◆ **Page extract**
Despite the invaluable role that they play in their communities, these organizations tend to be under-valued, under-resourced and often struggle to survive. A broader look at the sector shows that the failure to support CBOs is part of a chronic and systemic funding disparity — one that is a reflection of the distrust on the part of many funders.

This distrust is expressed through practices such as equating “local” with “risky”, deprioritizing core funding, setting the proposal without input from communities, relying on a rigid and predetermined set of outcomes to measure success, and viewing “small” as the antithesis of scale or impact. These practices disproportionately impact CBOs led by proximate leaders and for whom gaining legitimacy from funders is the most difficult challenge.

CBO leaders often feel frustrated by these hurdles and the majority that work with International Non-Governmental Organizations have expressed that they do not find the relationship mutually beneficial. One legacy CBO shared: “When we are treated as just implementers, our power is not harnessed. When donors assume they know best, they are only hindering change.”

CBOs support local communities in meaningful and authentic ways that are rooted in their lived experiences, and with commitment to the agency of people in their own systems.

Reimagining Partnerships with Community-Based Organizations

Earlier this year, we partnered with Firelight Foundation (Firelight) to reimagine what partnerships with CBOs and funders could look like. Firelight is a multi-donor public charity fund that supports CBOs working to improve systems for children, families and young people in Eastern and Southern Africa. Since its inception, it has supported more than 500 CBOs across 12 African countries, impacting millions of children and young people.

Firelight’s unique model lies at the intersection of its tools and practices that ensure joint ownership and a shared vision. The team works with communities to identify challenges and co-design solutions. Their cluster approach groups CBOs with similar focus and brings them together on a regular basis to learn from one another, bond and connect. Firelight also provides bespoke and collective capacity-strengthening programs defined by the CBOs and communities themselves.

The evidence of Firelight’s impact is best demonstrated in their recent work in Malawi where Firelight supported a cluster of CBOs to improve adolescent girls’ access to secondary school and their transition through higher education. Together they concluded that fixing one point on the schooling continuum — such as encouraging girls to go to class — wouldn’t have much impact unless all parts of the continuum were addressed. FIrelight supported CBOs and communities by coordinating their collective actions, and navigating and addressing the complex web of factors that impact learning for girls.

Firelight did not try to create a new CBO nor convince communities to pursue an idiosyncratic program. Instead, through a carefully structured process, they focused on what was most relevant to each CBO and their community, targeting different challenges along the continuum. For instance, this meant adding classrooms and dormitories for some communities, while for others the focus was on income-generating activities for families who struggled to pay tuition.

Thanks to Firelight’s partnership with CBOs, communities shifted their attitudes toward the value of school for girls, began to hold the government accountable for the quality of their schools, and most importantly gave girls access to safe spaces for learning and confidence in their futures. Astoundingly, readmission rates went up almost 20-fold and pregnancy-related drop-outs decreased from 17 to five in one year.

Co-Creating with Youth as Trusted Partners

Our partnership with Firelight is anchored on the shared belief that young people are the most powerful resource to create change. Youth are critical voices in chartering new solutions and territories for themselves and their communities.

◆ **The exercise**
Answer these questions about the article on community-based organizations, one per line:
(a) Since its inception, how many CBOs has Firelight supported, and across how many African countries?
(b) Which word do funders equate with "risky"?
(c) In Firelight's Malawi work, what were the pregnancy-related drop-out numbers before and after one year?

◆ **Listed records**

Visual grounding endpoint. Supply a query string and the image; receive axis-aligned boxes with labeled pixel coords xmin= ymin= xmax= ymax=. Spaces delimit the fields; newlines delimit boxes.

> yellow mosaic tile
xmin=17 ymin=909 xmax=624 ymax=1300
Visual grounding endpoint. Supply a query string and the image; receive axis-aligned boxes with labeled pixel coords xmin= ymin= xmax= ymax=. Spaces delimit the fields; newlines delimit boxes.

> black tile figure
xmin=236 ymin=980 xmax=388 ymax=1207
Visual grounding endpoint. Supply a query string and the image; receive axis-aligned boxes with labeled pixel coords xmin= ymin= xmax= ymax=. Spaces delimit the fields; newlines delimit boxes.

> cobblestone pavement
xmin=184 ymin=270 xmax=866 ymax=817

◆ **Output of the exercise**
(a) More than 500 CBOs across 12 African countries.
(b) "Local."
(c) They fell from 17 to five.